* [TASK] Copy out the whole listing exactly as written, leaving the pictures behind.

Dataset excerpt:
++++++

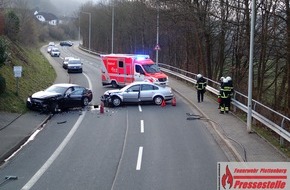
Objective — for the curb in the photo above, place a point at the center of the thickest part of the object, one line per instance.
(224, 138)
(21, 142)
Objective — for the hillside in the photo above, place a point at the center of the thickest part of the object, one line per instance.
(37, 74)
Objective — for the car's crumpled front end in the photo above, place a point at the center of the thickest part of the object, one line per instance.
(106, 99)
(41, 100)
(37, 104)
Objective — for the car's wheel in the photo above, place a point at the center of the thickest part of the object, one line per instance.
(116, 101)
(114, 84)
(158, 100)
(85, 101)
(54, 107)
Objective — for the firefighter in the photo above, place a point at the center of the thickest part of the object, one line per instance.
(225, 92)
(230, 84)
(200, 86)
(221, 85)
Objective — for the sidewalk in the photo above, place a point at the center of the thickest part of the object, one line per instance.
(229, 129)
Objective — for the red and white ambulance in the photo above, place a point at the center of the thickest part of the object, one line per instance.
(123, 69)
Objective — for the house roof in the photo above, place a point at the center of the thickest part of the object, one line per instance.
(48, 16)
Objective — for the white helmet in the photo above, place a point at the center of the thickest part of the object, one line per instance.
(225, 80)
(229, 78)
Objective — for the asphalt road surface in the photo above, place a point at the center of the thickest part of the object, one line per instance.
(129, 147)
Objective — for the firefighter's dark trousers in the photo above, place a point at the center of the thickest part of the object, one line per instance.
(225, 104)
(200, 95)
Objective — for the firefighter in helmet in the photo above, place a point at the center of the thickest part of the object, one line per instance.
(200, 86)
(224, 95)
(221, 85)
(231, 88)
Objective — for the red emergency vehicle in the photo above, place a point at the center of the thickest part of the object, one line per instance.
(123, 69)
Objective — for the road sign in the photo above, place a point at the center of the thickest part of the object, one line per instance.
(17, 71)
(157, 47)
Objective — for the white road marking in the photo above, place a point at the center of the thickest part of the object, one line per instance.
(142, 126)
(57, 152)
(53, 157)
(139, 160)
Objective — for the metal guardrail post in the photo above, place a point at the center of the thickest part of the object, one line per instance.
(281, 138)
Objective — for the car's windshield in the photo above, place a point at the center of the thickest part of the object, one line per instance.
(57, 89)
(151, 68)
(74, 62)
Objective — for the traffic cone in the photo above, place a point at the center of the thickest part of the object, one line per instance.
(102, 107)
(173, 101)
(163, 103)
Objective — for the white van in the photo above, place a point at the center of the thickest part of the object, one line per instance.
(74, 65)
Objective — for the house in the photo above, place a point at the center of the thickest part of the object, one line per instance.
(46, 17)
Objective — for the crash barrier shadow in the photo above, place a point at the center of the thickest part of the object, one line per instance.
(260, 112)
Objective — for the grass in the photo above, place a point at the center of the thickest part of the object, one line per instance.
(37, 74)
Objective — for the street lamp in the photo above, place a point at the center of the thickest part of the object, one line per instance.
(250, 80)
(90, 27)
(157, 33)
(113, 17)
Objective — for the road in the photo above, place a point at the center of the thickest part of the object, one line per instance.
(130, 147)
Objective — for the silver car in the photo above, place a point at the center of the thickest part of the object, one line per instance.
(137, 92)
(65, 62)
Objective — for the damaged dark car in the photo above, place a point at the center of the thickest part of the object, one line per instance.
(59, 97)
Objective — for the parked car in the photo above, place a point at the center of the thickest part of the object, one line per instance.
(49, 49)
(51, 44)
(74, 65)
(65, 62)
(55, 52)
(66, 43)
(59, 97)
(137, 92)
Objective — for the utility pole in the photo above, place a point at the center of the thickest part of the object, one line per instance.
(157, 48)
(113, 20)
(250, 80)
(90, 27)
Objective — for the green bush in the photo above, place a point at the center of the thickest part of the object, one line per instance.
(2, 84)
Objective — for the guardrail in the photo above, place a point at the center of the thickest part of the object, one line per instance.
(260, 112)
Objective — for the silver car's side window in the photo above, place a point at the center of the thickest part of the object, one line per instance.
(146, 87)
(134, 88)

++++++

* [ANSWER IN FULL]
Objective — for the curb in the photo above, place a point at the center of the thickest part of the object, one line per instance.
(224, 138)
(21, 142)
Objective — for the hillside in the photo above, place a point at the center of the thickest part of the object, one line per instance.
(37, 74)
Objective — for the car's crumpled front end in the photo above, place a point at the center of the thickest part of the object, one line per instance.
(106, 99)
(41, 100)
(37, 104)
Objective — for the car's wheel in the photo above, place a point at the center of the thickest part of the object, one line per instance.
(116, 101)
(114, 84)
(158, 100)
(85, 101)
(54, 107)
Objective — for the firefighter in the photo above, place a point at the center of the thickest part of the object, one line per instance.
(225, 92)
(230, 84)
(200, 86)
(221, 85)
Objective — for the sidewalk in the photo above, place a point at the center of the thickest part of the object, one line per instance.
(229, 129)
Objective — for the red and white ambulance in the photo above, place a point at the center of the thickest part of the object, one line per instance.
(123, 69)
Objective — for the house roof in the photo above, place a point at the center of the thickest part of the object, one line per instance.
(48, 16)
Objective — for the white helmet in the photo above, place a point at the center of the thickest part of the object, one line per instance.
(225, 80)
(229, 78)
Objective — for the asphalt road surface in the photo above, place a point at the center of the thickest part of the object, one line per instance.
(129, 147)
Objective — for the firefighter's dark trousers in the photo above, place a point at the center of the thickest part of the object, one line per instance.
(225, 104)
(200, 95)
Objective — for the firefighter in helmet in the photo above, place a point at the center of the thickest part of the object, one line per instance.
(200, 86)
(224, 95)
(221, 85)
(231, 88)
Objective — for the red emergency vehicle in the photo above, place a point at the center of the thickest part of the object, one line per instance.
(123, 69)
Objective — for the road sign in the photo above, place a point at the center of the thickest part of the object, one line per instance.
(17, 71)
(157, 47)
Objective — for the white road marking in the photo above, place a point at the center of the thickest part of the object, one line per instance.
(142, 126)
(57, 152)
(53, 157)
(139, 160)
Objective — for the metal guardrail post in the photo above, place a point at the center of the thickest part of the object, one line per instance.
(281, 138)
Objective — for the car's windshield in the photo above, place a point at the center of the thickest part of the object, one line per instance.
(57, 89)
(151, 68)
(74, 62)
Objective — for the traffic cone in the photo above, place a point at the center of the thickest part of the object, one line per instance.
(102, 107)
(173, 101)
(163, 103)
Objective — for the white van in the photo above, place a point at the center of the thickest part of the object, one line per instance.
(74, 65)
Objective — for the house in the photo above, place a point at the center of the thickest part of the object, one line per instance.
(46, 17)
Objective — for the crash barrier shadow in the photo above, place a point at the center of the thickest part of the object, one line per instance.
(260, 112)
Objective — for the grass in the photo above, place a point at the center of the thickest part of the object, one line per instance.
(37, 74)
Objective — for the street lamp in the photo above, place a point at the center of the thickest part of the object, one line per instance.
(250, 80)
(90, 27)
(157, 33)
(113, 17)
Objective — for the road in the photo above, place a point at the center of the thickest part of the object, one line per instance.
(130, 147)
Objective — for the silver car in the photo above, place a point at the center of the thickest part of the object, one line per instance.
(137, 92)
(65, 62)
Objective — for the damaged dark car in the photo above, place a point at the center of the thickest part of the object, one line per instance.
(59, 97)
Objective — for the parked car in the photo above, place a point at the center of the thickest part of the object, one line per instance.
(49, 49)
(51, 44)
(74, 65)
(65, 62)
(55, 52)
(66, 43)
(59, 97)
(137, 92)
Objective — for the utility pole in the photo above, place a point at the center of the thickest part of the object, one line per instance.
(157, 48)
(113, 20)
(250, 80)
(90, 27)
Objective — for the green bush in the photo above, place a point at the center of the thickest part of the object, one line per instance.
(2, 84)
Objective — for the guardrail in the photo above, place a point at the center of the thickest part of the object, one line per instance.
(260, 112)
Objective — for the silver car's side window in the photo above, place a point at the center of the thickest part of the object, one line per instance.
(146, 87)
(134, 88)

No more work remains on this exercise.